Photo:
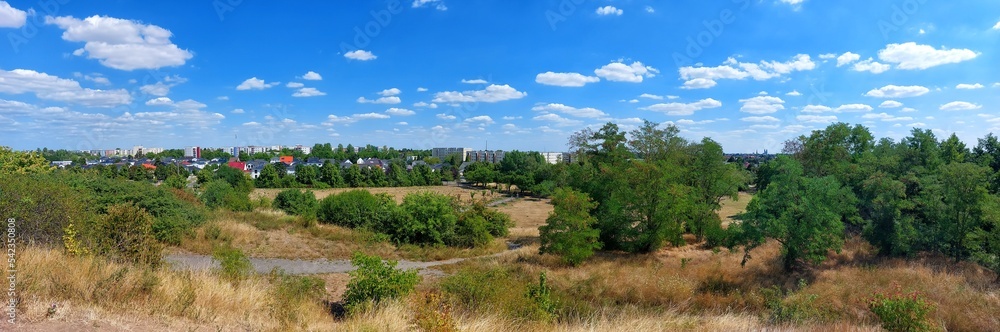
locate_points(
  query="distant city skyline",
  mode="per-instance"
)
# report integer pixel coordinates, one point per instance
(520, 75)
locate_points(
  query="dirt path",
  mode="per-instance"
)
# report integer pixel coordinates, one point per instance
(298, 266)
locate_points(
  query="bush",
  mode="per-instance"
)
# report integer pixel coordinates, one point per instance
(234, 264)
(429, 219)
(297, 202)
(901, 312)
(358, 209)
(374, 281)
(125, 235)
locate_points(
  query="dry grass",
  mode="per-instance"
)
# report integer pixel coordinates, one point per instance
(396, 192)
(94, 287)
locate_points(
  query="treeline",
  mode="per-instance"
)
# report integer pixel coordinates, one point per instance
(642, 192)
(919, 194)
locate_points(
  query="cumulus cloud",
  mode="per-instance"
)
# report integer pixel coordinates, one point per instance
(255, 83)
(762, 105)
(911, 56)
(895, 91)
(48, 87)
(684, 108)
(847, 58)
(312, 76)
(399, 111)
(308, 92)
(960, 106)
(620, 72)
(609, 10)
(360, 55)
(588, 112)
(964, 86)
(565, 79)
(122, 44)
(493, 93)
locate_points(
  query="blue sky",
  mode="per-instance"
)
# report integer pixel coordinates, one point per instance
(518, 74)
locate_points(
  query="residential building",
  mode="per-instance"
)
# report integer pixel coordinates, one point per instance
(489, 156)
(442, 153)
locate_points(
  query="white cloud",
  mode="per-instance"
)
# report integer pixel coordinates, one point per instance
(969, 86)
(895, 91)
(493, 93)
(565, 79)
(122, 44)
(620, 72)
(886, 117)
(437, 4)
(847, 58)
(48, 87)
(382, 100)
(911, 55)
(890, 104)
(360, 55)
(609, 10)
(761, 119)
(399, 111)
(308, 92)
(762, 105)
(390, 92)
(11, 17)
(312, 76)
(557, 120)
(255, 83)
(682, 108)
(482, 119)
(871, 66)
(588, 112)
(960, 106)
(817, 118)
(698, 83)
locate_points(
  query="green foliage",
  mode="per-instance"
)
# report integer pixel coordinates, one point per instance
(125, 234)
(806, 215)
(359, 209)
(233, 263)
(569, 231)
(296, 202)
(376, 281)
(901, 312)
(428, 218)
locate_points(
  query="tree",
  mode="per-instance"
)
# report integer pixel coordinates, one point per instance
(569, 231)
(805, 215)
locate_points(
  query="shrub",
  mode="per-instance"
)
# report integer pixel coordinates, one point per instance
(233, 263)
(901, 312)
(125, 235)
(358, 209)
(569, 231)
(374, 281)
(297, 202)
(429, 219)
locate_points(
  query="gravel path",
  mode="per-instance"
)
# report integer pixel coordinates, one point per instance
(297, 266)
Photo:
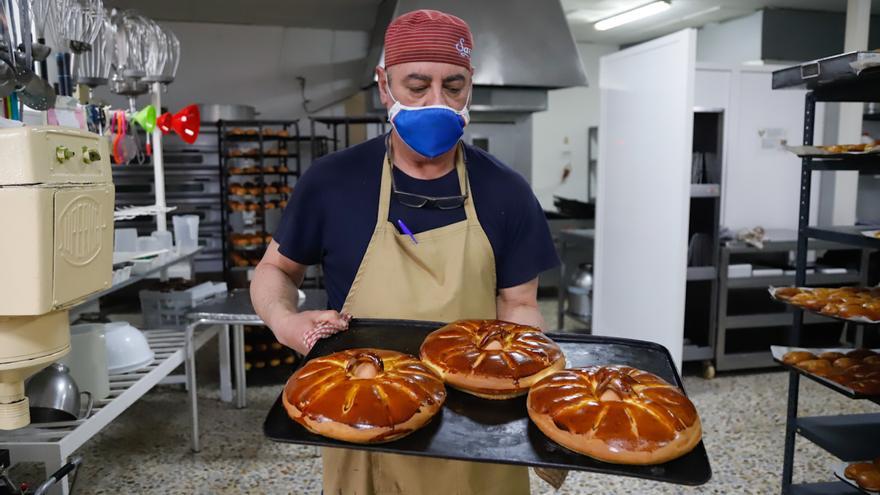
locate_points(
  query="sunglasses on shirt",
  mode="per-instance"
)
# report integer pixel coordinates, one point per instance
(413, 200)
· · ·
**Your goal**
Copy the records exactly as they appear, excluding images.

**Solution to this task**
Photo:
locate_points(
  query="distant city skyline",
  mode="per-instance"
)
# report integer pixel coordinates, one point per instance
(520, 75)
locate_points(
  query="dirt path",
  mode="per-instance"
)
# report integer pixel coordinates, one point per instance
(298, 266)
locate_points(
  query="bush",
  mode="per-instance"
)
# report integer pixel coordinates, one point per instance
(234, 264)
(429, 219)
(297, 202)
(901, 312)
(358, 209)
(374, 281)
(125, 235)
locate_points(
  query="dry grass",
  mode="per-instance"
)
# report integer pixel coordinates, one point per instance
(396, 192)
(94, 287)
locate_points(
  query="treeline",
  mode="per-instance"
)
# report integer pixel coordinates, one point per instance
(642, 192)
(919, 194)
locate_points(
  query="cumulus cloud",
  mode="per-instance"
)
# report integer pixel coordinates, one point per instance
(255, 83)
(762, 105)
(911, 56)
(895, 91)
(48, 87)
(684, 108)
(847, 58)
(312, 76)
(399, 111)
(308, 92)
(960, 106)
(620, 72)
(609, 10)
(360, 55)
(588, 112)
(964, 86)
(565, 79)
(122, 44)
(493, 93)
locate_points(
  query="blue sky",
  mode="per-instance"
)
# report integer pixel coordinates, one point per instance
(518, 74)
locate_points(
  query="residential building",
  mode="per-instance"
)
# report integer pixel coordinates, one point per instance
(489, 156)
(442, 153)
locate_points(
  query="white cloud",
  mode="per-instance"
)
# report integer pixel coordinates, one point per instance
(969, 86)
(895, 91)
(493, 93)
(565, 79)
(122, 44)
(620, 72)
(886, 117)
(437, 4)
(847, 58)
(48, 87)
(382, 100)
(911, 55)
(890, 104)
(360, 55)
(609, 10)
(761, 119)
(399, 111)
(308, 92)
(762, 105)
(390, 92)
(11, 17)
(312, 76)
(557, 120)
(255, 83)
(682, 108)
(482, 119)
(871, 66)
(588, 112)
(960, 106)
(817, 118)
(698, 83)
locate_points(
  query="green foliage",
  mode="per-instance"
)
# report integer pixel coordinates, one point per instance
(125, 234)
(806, 215)
(359, 209)
(233, 263)
(569, 231)
(296, 202)
(376, 281)
(901, 312)
(428, 218)
locate_points(
  query="tree",
  mode="per-instance"
)
# report integer pixel coordinates, one point per instance
(569, 231)
(805, 215)
locate_points(
  query="shrub",
  mode="per-instance"
)
# report integer pixel coordinates, one point per instance
(233, 263)
(901, 312)
(125, 235)
(358, 209)
(569, 231)
(374, 281)
(297, 202)
(429, 219)
locate_points(
  query="gravel path",
  mode="per-instance"
)
# report integer pixel coordinates, one point per instance
(297, 266)
Photo:
locate_points(
  query="sunglasses on shirt",
  mode="per-instance"
)
# report integer pixel coordinates, one point per instance
(413, 200)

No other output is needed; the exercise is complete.